TASK DETAILS | Identical copies of all the records below are needed.

[Region pointing data]

*** Block opens ***

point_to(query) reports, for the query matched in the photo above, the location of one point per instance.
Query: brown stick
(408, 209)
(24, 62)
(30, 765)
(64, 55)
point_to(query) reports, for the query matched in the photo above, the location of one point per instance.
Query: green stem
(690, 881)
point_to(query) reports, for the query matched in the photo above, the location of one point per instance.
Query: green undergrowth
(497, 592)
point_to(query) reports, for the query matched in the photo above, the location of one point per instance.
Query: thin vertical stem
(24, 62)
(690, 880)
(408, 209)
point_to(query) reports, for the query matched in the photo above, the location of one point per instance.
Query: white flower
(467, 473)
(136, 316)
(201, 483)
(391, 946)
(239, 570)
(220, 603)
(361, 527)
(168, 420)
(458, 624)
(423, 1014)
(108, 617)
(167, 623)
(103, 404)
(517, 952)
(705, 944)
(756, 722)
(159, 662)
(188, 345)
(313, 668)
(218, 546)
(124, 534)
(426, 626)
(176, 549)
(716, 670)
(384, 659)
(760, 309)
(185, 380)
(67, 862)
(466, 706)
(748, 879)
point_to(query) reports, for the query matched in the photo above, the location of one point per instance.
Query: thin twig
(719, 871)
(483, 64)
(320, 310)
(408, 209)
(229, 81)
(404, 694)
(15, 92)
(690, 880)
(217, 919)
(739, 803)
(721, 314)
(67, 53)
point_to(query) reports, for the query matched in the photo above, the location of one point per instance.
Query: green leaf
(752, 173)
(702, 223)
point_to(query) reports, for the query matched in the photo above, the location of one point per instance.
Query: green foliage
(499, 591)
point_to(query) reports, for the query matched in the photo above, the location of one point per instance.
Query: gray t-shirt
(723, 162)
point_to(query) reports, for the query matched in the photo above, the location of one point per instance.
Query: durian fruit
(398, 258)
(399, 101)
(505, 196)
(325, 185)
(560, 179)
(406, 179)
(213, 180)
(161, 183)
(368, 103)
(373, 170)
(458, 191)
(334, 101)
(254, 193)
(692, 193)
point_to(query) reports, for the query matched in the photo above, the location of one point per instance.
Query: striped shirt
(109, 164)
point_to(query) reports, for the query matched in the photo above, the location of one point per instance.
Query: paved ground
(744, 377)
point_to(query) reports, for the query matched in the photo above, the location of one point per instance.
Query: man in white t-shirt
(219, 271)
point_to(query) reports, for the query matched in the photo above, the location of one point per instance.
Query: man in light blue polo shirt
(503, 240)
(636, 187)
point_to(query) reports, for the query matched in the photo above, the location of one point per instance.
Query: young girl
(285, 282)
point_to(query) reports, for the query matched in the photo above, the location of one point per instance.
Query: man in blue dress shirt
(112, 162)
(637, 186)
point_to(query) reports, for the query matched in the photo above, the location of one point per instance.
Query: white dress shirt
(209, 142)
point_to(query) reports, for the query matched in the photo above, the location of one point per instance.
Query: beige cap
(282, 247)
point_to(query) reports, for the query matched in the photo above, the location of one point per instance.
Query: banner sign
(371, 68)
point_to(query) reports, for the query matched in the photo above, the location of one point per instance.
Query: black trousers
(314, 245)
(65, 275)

*** Block closes ***

REPLY |
point_to(query) reports, for the query matched in the photo above, the location of one point per instance.
Query: brown stick
(408, 209)
(24, 62)
(30, 765)
(64, 55)
point_to(query) reports, for the query matched in the photo above, the location of one point per instance.
Query: green stem
(690, 881)
point_to(query) reports, for the query matched in the photo above, the location of one point per instance.
Query: green undergrowth
(497, 592)
point_to(query) reports, for the query matched in the photo above, the location of one point per instance.
Query: thin vertical stem
(24, 62)
(690, 880)
(408, 209)
point_to(query) reports, for the query matched in the photo above, the location of one point per instance.
Query: white flower
(467, 473)
(136, 316)
(201, 483)
(391, 946)
(239, 570)
(220, 603)
(361, 527)
(168, 420)
(458, 624)
(423, 1014)
(108, 617)
(167, 623)
(103, 404)
(517, 952)
(705, 944)
(756, 722)
(159, 662)
(188, 345)
(313, 668)
(218, 546)
(124, 534)
(426, 626)
(176, 549)
(716, 670)
(384, 659)
(760, 309)
(185, 380)
(67, 862)
(466, 706)
(748, 879)
point_to(query) reports, for the query matched in the photo above, the location of one point per instance.
Query: thin twig
(719, 871)
(483, 64)
(320, 310)
(408, 209)
(229, 81)
(404, 694)
(15, 92)
(690, 880)
(217, 919)
(739, 803)
(721, 314)
(67, 53)
point_to(query) reports, for the query matched in the photo above, the location of one point per instance.
Query: green leaf
(752, 173)
(702, 223)
point_to(query) reports, for the query matched in the photo above, the location of one point per instance.
Query: green foliage
(499, 591)
point_to(query) reports, for the query matched in the photo above, the location of one point per instance.
Query: gray t-shirt
(723, 162)
point_to(query) reports, for the query matched in the photo above, the location of one point per instance.
Query: durian fruit
(398, 258)
(399, 101)
(505, 196)
(325, 185)
(560, 179)
(406, 179)
(213, 180)
(161, 183)
(368, 103)
(373, 170)
(458, 191)
(334, 101)
(254, 193)
(692, 193)
point_to(query) reports, for the query matched in the photo above, the location of one point per instance.
Query: striped shirt
(109, 164)
point_to(query) reports, for the query matched in the photo above, the location of one point per instance.
Query: paved ground
(744, 377)
point_to(query) reports, for the query matched in the photo above, the location of one point per instance.
Query: man in white t-shirt
(219, 271)
point_to(query) reports, for the query matched in the photo above, the location of one point per instance.
Query: man in light blue polo shirt
(503, 240)
(636, 187)
point_to(query) reports, for the query matched in the photo above, the location of one point per instance.
Query: young girl
(285, 282)
point_to(query) reports, for the query matched in the photo above, the location of one point per instance.
Query: man in blue dress shirt
(112, 162)
(637, 186)
point_to(query) reports, for the query matched in the photo above, the location of one point per instance.
Query: white dress shirt
(209, 142)
point_to(query) reports, for the query matched in the photo above, the location of one point per instance.
Query: beige cap
(282, 247)
point_to(query) reports, for the query matched in the photo above, the location of one point per instance.
Query: banner sign
(371, 68)
point_to(query) reports, for the query matched in the photo above, the location of one point per instance.
Query: black trousers
(314, 245)
(65, 275)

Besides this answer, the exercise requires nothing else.